**EXTRACT TO READ**
Anne Klein is the Patient Advocate on the CAP for the CIRM-funded SCID trial at UCSF and St. Jude Children’s Research Hospital. Her son Everett was born with SCID and participated in this clinical trial. We asked Anne to talk about her experience as the mother of a child with SCID, and being part of the research that could help cure children like Everett.

“When Everett was born his disease was detected through a newborn screening test. We found out he had SCID on a Wednesday, and by  Thursday we were at UCSF (University of California, San Francisco). It was very sudden and quite traumatic for the family, especially Alden (her older son). I was abruptly taken from Alden, who was just two and a half years old at the time, for two months. My husband, Brian Schmitt, had to immediately drop many responsibilities required to effectively run his small business. We weren’t prepared. It was really hard.”

**DATA SUPPLIED**
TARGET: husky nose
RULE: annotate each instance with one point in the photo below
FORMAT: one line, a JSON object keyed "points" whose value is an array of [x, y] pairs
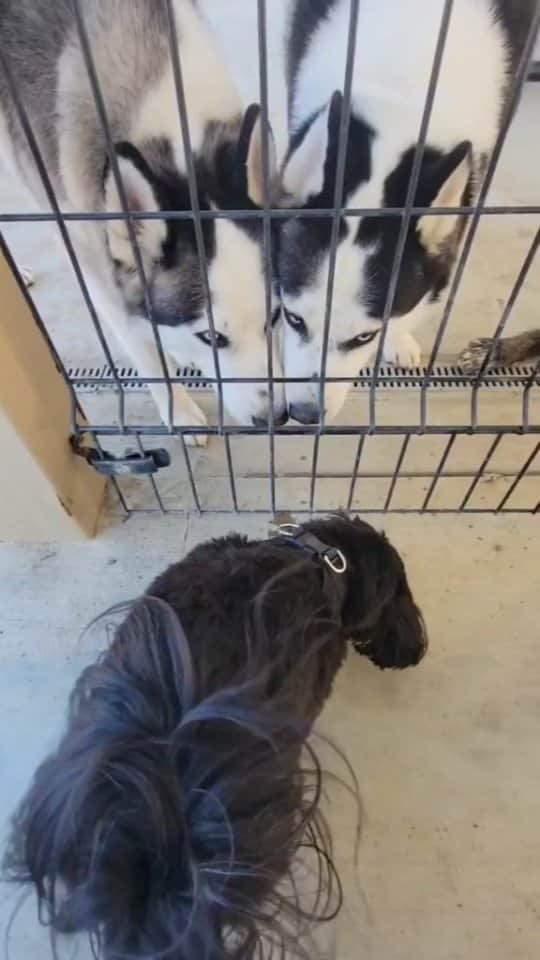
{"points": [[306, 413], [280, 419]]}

...

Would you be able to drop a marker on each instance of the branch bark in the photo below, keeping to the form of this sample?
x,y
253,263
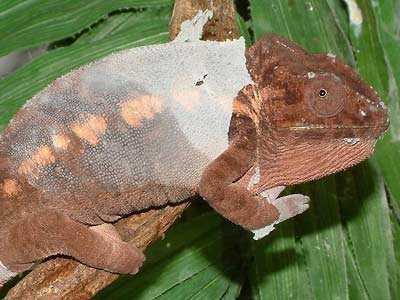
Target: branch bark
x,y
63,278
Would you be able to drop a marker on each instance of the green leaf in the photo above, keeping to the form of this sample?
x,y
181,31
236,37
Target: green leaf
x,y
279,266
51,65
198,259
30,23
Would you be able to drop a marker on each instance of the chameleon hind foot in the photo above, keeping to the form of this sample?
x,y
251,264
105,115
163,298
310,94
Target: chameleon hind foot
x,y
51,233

**TASK INSTRUCTIONS**
In the text about the SCID trial, condense the paragraph beginning "When Everett was born" into a short bulleted list that keeps its main facts. The items come from a separate source and are not related to the text.

**RESULT FOR THIS EXERCISE**
- Everett's SCID was detected through a newborn screening test.
- The family learned of the diagnosis on a Wednesday and was at UCSF by Thursday.
- The sudden change was traumatic for the family, especially Alden.
- Anne was separated from Alden, then two and a half, for two months.
- Her husband, Brian Schmitt, had to drop many responsibilities needed to run his small business.
- The family was unprepared, and it was very hard.